(TEXT PASSAGE):
=-=-=

Really interesting that your transmission got worse after the update. This is the first time that I hear something negative about the update besides the 1 or 2 mpg hit. Wondering if something went wrong during your update. Our 2012 Tiguan SE's transmission is pretty well after the update and I would definitely recommend doing it.


----------



## TypeRod (Apr 25, 2012)

vw_nc_dude said:


> Really interesting that your transmission got worse after the update. This is the first time that I hear something negative about the update besides the 1 or 2 mpg hit. Wondering if something went wrong during your update. Our 2012 Tiguan SE's transmission is pretty well after the update and I would definitely recommend doing it.


I know, I don't know how or why it happened. I know of another member here, that also noticed the same behavior as my Tiguan. But I can't remember his username, but he didn't seem bothered by it. I should've left it alone to begin with, the adaptive learning pretty much work it out, but NOOOOO I had to be anal and OCD like and get the update! lol!

=-=-=

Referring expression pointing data

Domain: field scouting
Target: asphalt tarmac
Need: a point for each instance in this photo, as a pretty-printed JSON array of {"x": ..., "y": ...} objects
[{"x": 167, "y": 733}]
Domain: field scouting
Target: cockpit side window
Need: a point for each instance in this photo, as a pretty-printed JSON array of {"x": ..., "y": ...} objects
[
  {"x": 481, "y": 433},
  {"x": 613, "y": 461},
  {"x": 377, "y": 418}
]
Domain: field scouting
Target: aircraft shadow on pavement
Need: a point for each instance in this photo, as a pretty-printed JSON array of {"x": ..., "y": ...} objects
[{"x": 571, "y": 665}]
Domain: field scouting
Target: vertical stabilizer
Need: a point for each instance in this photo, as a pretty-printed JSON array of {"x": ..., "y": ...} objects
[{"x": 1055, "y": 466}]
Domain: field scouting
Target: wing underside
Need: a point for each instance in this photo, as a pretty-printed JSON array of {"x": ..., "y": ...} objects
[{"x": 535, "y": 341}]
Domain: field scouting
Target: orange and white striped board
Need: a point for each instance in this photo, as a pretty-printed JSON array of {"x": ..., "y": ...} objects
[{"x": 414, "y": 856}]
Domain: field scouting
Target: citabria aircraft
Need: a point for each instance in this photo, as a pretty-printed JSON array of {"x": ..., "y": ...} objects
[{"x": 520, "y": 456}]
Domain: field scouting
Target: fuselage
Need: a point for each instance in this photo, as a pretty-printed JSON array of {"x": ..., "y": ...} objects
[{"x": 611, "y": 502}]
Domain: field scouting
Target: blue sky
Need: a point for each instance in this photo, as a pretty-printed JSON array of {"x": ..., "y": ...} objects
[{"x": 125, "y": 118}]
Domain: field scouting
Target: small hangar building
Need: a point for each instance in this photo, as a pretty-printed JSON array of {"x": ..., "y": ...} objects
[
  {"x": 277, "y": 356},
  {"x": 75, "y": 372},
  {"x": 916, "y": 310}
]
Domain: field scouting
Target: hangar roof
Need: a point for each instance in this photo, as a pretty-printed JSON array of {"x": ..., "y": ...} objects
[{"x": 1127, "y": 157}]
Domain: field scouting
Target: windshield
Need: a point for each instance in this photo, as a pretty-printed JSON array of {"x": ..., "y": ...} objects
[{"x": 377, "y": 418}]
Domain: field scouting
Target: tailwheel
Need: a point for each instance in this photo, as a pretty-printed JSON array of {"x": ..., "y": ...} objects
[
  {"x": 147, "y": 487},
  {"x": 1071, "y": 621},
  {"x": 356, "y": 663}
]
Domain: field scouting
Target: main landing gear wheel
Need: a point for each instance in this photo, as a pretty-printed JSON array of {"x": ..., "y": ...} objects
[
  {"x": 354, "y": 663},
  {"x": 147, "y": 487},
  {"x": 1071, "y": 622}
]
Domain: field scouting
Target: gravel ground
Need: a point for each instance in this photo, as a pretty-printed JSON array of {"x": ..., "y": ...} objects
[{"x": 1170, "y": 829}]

=-=-=

(WHAT TO PRODUCE): Pick up the forum thread about the Tiguan transmission update after its last sentence and write what comes next.

(WRITTEN ANSWER):
----------



## vw_nc_dude (Jan 29, 2012)

TypeRod said:


> I know, I don't know how or why it happened. I know of another member here, that also noticed the same behavior as my Tiguan. But I can't remember his username, but he didn't seem bothered by it. I should've left it alone to begin with, the adaptive learning pretty much work it out, but NOOOOO I had to be anal and OCD like and get the update! lol!


Sorry to hear that. In my case, the adaptive learning did not work out and I decided to have the transmission update which solved my problem. Did you have a 4-motion Tiguan?


----------



## rabstg (Jun 4, 2002)

*New TSB for the fix...*

Brought my wifes Tig in for the tranny fix. Was like pulling teeth to get them to fix it. :banghead:

Love her Tig DON'T love the dealership. Common I know but still. I wish Tesla would hurry up and win the lawsuit... 

Anyway here is the paperwork from her visit.











EDIT:

Uploaded scanned attachment is not very good. I can email the original scan upon request.


----------



## vw_nc_dude (Jan 29, 2012)

rabstg said:


> Brought my wifes Tig in for the tranny fix. Was like pulling teeth to get them to fix it. :banghead:
> 
> Love her Tig DON'T love the dealership. Common I know but still. ...


Agreed! Had to almost beg for the update and at the end they did it and it worked. How do you like the tranny after the update? In our case it was a huge improvement.


----------



## ElSupremo (Mar 22, 2012)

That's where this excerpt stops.